Region annotation entries
* * *

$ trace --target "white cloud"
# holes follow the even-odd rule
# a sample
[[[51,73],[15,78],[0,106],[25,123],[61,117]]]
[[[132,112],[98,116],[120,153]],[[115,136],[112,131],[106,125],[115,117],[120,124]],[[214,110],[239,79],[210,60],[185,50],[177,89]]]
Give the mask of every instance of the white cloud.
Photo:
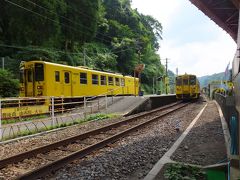
[[[225,32],[218,38],[208,42],[185,43],[175,46],[174,42],[166,42],[159,50],[162,57],[169,57],[169,68],[179,74],[192,73],[197,76],[223,72],[232,61],[236,45]]]
[[[164,40],[159,53],[162,58],[170,59],[170,70],[175,72],[178,67],[180,74],[203,76],[223,72],[232,61],[236,50],[234,41],[188,0],[133,0],[132,5],[163,24]],[[201,29],[197,31],[198,27]],[[188,31],[180,34],[179,30],[184,30],[181,28],[191,28],[191,34]],[[181,35],[184,38],[176,38]]]

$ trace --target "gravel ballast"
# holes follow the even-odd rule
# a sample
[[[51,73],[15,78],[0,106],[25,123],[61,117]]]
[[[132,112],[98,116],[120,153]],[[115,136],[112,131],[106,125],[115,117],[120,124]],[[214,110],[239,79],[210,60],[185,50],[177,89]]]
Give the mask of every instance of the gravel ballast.
[[[76,160],[47,178],[142,179],[204,105],[201,101],[190,104],[93,155]],[[176,131],[177,124],[180,132]]]

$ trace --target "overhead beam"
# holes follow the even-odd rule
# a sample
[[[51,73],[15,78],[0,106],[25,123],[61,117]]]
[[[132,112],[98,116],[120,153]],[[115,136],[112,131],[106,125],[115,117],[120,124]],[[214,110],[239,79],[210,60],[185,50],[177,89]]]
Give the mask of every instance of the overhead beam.
[[[234,31],[229,26],[227,26],[224,20],[220,19],[206,4],[204,4],[202,0],[190,0],[190,1],[205,15],[212,19],[217,25],[219,25],[222,29],[227,31],[227,33],[233,38],[233,40],[237,42],[237,34],[234,33]],[[229,0],[229,2],[232,1],[235,0]]]
[[[239,0],[231,0],[232,1],[232,3],[234,4],[234,6],[237,8],[237,9],[239,9],[239,7],[240,7],[240,1]]]

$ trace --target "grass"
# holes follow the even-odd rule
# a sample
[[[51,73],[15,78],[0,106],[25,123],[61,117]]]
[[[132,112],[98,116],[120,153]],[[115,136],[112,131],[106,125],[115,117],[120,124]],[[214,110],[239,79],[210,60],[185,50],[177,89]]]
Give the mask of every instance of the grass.
[[[33,117],[25,117],[21,119],[7,119],[7,120],[2,120],[2,124],[14,124],[17,122],[26,122],[26,121],[31,121],[31,120],[36,120],[36,119],[43,119],[47,118],[49,116],[47,115],[38,115],[38,116],[33,116]]]
[[[164,172],[164,178],[168,180],[207,180],[206,172],[198,167],[177,164],[169,164]]]
[[[114,115],[114,114],[94,114],[94,115],[88,116],[86,119],[77,119],[73,122],[61,123],[61,124],[55,125],[55,126],[47,126],[46,128],[44,127],[44,128],[40,128],[38,130],[37,129],[24,130],[24,131],[18,132],[14,136],[5,137],[5,138],[3,138],[3,140],[6,141],[6,140],[18,138],[18,137],[29,136],[29,135],[33,135],[33,134],[36,134],[36,133],[41,133],[41,132],[44,132],[44,131],[47,131],[47,130],[54,130],[54,129],[64,128],[64,127],[68,127],[68,126],[72,126],[72,125],[83,124],[83,123],[89,122],[89,121],[100,121],[100,120],[103,120],[103,119],[116,118],[116,117],[118,117],[118,115]]]

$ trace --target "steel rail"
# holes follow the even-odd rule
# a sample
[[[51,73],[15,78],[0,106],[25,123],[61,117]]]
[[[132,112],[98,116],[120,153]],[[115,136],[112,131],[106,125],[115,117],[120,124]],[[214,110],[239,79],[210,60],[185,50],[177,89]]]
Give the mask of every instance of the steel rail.
[[[151,118],[150,120],[148,120],[146,122],[143,122],[143,123],[141,123],[139,125],[133,126],[133,127],[129,128],[127,130],[124,130],[124,131],[122,131],[120,133],[117,133],[116,135],[108,137],[108,138],[106,138],[106,139],[104,139],[104,140],[102,140],[102,141],[100,141],[98,143],[90,145],[90,146],[88,146],[88,147],[86,147],[84,149],[81,149],[81,150],[77,151],[77,152],[71,153],[68,156],[65,156],[65,157],[63,157],[61,159],[58,159],[56,161],[50,162],[50,163],[48,163],[46,165],[43,165],[43,166],[41,166],[41,167],[39,167],[37,169],[29,171],[29,172],[27,172],[27,173],[25,173],[23,175],[20,175],[19,177],[17,177],[17,179],[19,179],[19,180],[28,180],[28,179],[41,178],[44,175],[49,174],[50,172],[53,172],[53,171],[56,171],[56,170],[60,169],[65,164],[68,164],[68,163],[70,163],[70,162],[72,162],[72,161],[74,161],[76,159],[83,158],[86,155],[92,153],[93,151],[96,151],[96,150],[98,150],[100,148],[103,148],[106,145],[108,145],[110,143],[113,143],[113,142],[117,141],[118,139],[126,136],[130,132],[135,131],[135,130],[137,130],[137,129],[139,129],[139,128],[141,128],[141,127],[143,127],[143,126],[145,126],[145,125],[147,125],[147,124],[149,124],[149,123],[151,123],[153,121],[156,121],[159,118],[161,118],[163,116],[166,116],[166,115],[168,115],[168,114],[170,114],[170,113],[172,113],[172,112],[174,112],[174,111],[176,111],[178,109],[181,109],[181,108],[187,106],[188,104],[189,103],[184,104],[182,106],[179,106],[179,107],[177,107],[177,108],[175,108],[173,110],[170,110],[170,111],[168,111],[166,113],[163,113],[163,114],[161,114],[161,115],[159,115],[157,117]]]
[[[97,135],[100,132],[104,132],[106,130],[116,128],[116,127],[118,127],[118,126],[120,126],[122,124],[126,124],[128,122],[134,121],[137,118],[153,114],[153,113],[155,113],[157,111],[168,109],[168,108],[176,106],[178,104],[181,104],[181,102],[173,103],[173,104],[170,104],[170,105],[167,105],[167,106],[163,106],[161,108],[157,108],[157,109],[154,109],[152,111],[145,112],[143,114],[133,115],[133,116],[127,117],[123,121],[120,121],[120,122],[117,122],[117,123],[113,123],[113,124],[110,124],[110,125],[106,125],[106,126],[103,126],[101,128],[98,128],[98,129],[95,129],[95,130],[91,130],[91,131],[87,131],[87,132],[85,132],[83,134],[79,134],[77,136],[66,138],[66,139],[57,141],[55,143],[49,144],[49,145],[38,147],[38,148],[29,150],[29,151],[26,151],[26,152],[23,152],[23,153],[19,153],[17,155],[14,155],[14,156],[11,156],[11,157],[8,157],[8,158],[5,158],[5,159],[2,159],[2,160],[0,160],[0,169],[6,167],[9,164],[20,162],[20,161],[22,161],[24,159],[28,159],[28,158],[34,157],[34,156],[36,156],[37,154],[40,154],[40,153],[48,152],[50,150],[56,149],[57,147],[70,144],[70,143],[75,142],[77,140],[86,139],[86,138],[88,138],[90,136]]]

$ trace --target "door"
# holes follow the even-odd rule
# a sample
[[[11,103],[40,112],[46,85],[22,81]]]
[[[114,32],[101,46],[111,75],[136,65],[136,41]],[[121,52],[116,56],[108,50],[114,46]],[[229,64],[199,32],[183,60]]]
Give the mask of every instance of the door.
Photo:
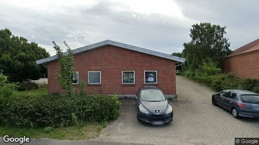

* * *

Exercise instructions
Please show all lines of the records above that contain the word "every".

Output of the exercise
Give the mask of every instance of the white cloud.
Give the mask of every instance of the gravel ballast.
Give the mask of every instance of the overhead beam.
Give the mask of every instance of the grass.
Give the mask of every instance of the steel rail.
Give the mask of every instance of the door.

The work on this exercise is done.